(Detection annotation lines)
** Start **

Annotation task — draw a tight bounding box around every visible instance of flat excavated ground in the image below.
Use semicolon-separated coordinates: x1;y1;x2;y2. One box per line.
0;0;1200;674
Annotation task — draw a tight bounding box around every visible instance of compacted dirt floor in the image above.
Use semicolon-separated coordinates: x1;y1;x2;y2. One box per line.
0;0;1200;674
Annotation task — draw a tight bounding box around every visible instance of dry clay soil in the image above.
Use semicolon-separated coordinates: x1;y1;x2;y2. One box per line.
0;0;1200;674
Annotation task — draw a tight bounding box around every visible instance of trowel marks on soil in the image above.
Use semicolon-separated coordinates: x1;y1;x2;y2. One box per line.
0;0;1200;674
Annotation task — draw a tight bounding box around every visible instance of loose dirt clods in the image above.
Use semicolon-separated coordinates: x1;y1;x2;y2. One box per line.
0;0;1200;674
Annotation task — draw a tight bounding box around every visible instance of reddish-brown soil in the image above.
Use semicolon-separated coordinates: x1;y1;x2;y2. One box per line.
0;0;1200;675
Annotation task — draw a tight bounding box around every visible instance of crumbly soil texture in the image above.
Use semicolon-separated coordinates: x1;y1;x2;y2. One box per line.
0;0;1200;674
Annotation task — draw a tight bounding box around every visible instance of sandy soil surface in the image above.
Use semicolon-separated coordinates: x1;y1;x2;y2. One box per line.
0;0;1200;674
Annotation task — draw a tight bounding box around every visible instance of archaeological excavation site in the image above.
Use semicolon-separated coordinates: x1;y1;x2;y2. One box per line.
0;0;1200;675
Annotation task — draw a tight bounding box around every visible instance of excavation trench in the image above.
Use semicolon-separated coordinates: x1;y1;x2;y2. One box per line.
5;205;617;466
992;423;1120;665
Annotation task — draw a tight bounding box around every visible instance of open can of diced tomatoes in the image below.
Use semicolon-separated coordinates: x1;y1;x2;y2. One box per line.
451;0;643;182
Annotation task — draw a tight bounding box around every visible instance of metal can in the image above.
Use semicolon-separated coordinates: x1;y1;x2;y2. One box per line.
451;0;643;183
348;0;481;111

** End **

Please quote everything from the line containing "clods in the image above." down to the line containing "451;0;643;182", both of those lines included.

Correct output |
Annotation task — draw a tight bounding box around every visible instance of loose dirt clods in the image above.
Use semicolon-separated coordinates: x1;y1;x2;y2. One box per line.
0;0;1200;674
Annotation task — draw a tight bounding box around every visible instance of reddish-brown soil in the image above.
Use semicolon-separated coordinates: x1;y1;x2;y2. One box per line.
0;0;1200;675
Annotation task — draw a tight bounding box around every visible instance of crumbly soil texture in the image above.
Use semicolon-separated coordinates: x1;y1;x2;y2. One box per line.
0;0;1200;674
Annotation task — draw a tight bounding box around every visible instance of sandy soil surface in the image above.
Use semicolon-separated coordinates: x1;y1;x2;y2. One box per line.
0;0;1200;674
Annotation task — draw a tight bounding box around every visible instance of archaeological excavation site in the image above.
Use semicolon-separated coordinates: x1;y1;x2;y2. One box per line.
0;0;1200;675
Annotation task — draw a tight bounding box around every visible instance of excavation trench in the image above.
Use semicolon-separated coordinates: x1;y1;x2;y2. One box per line.
5;205;617;466
992;423;1120;665
Annotation task — draw a tight bounding box around every visible instance of open can of diced tomatoes in the image below.
Use semicolon-separated coordinates: x1;y1;x2;y2. One box per line.
451;0;643;182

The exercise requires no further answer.